— Task goal —
Write out every line of the material below verbatim, leaving out the pictures.

Extracted records
------------

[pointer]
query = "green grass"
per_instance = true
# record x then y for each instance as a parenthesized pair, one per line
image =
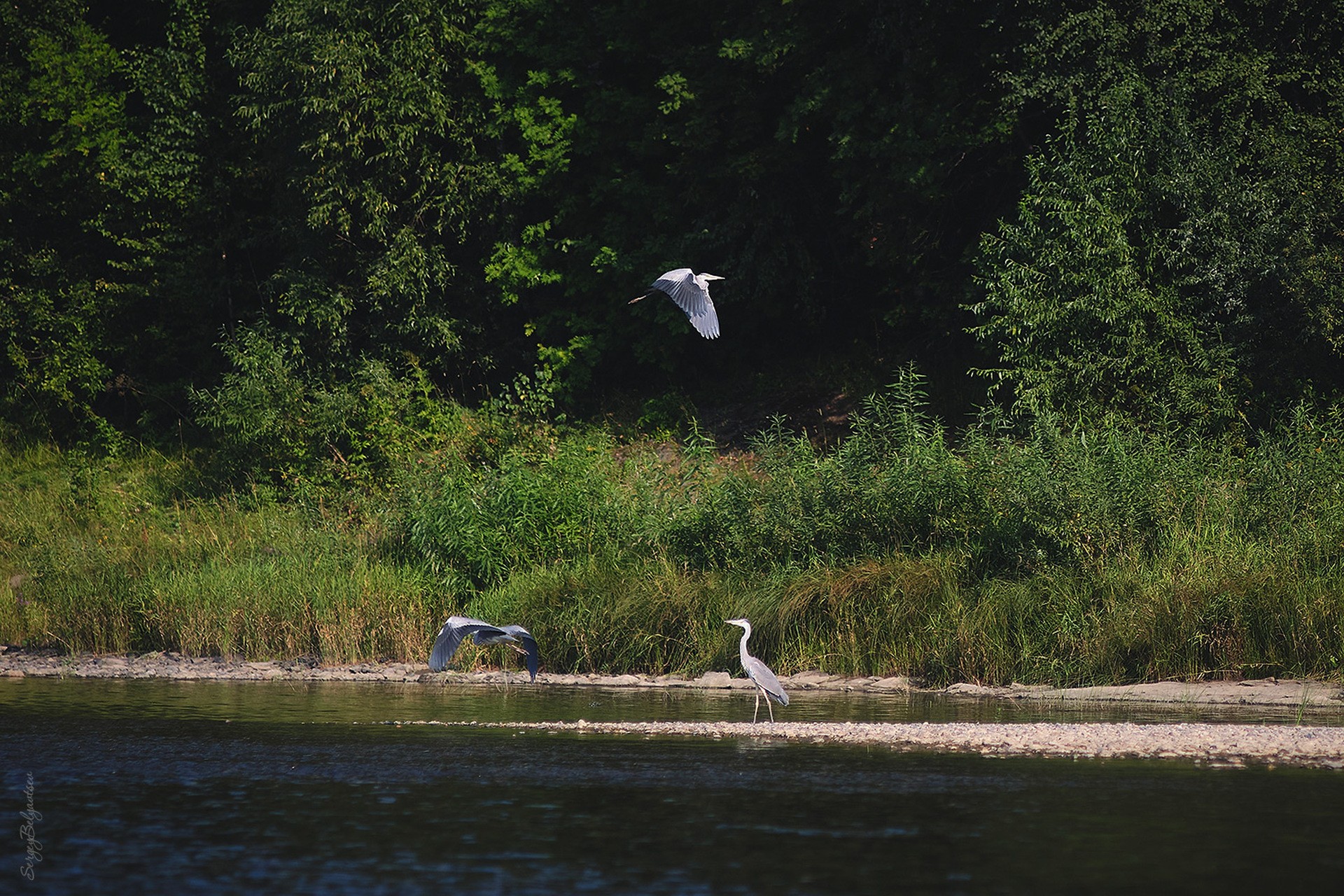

------------

— Answer in full —
[pointer]
query = "green grass"
per_instance = true
# record x then y for each instance as a parenthesized pair, one per line
image =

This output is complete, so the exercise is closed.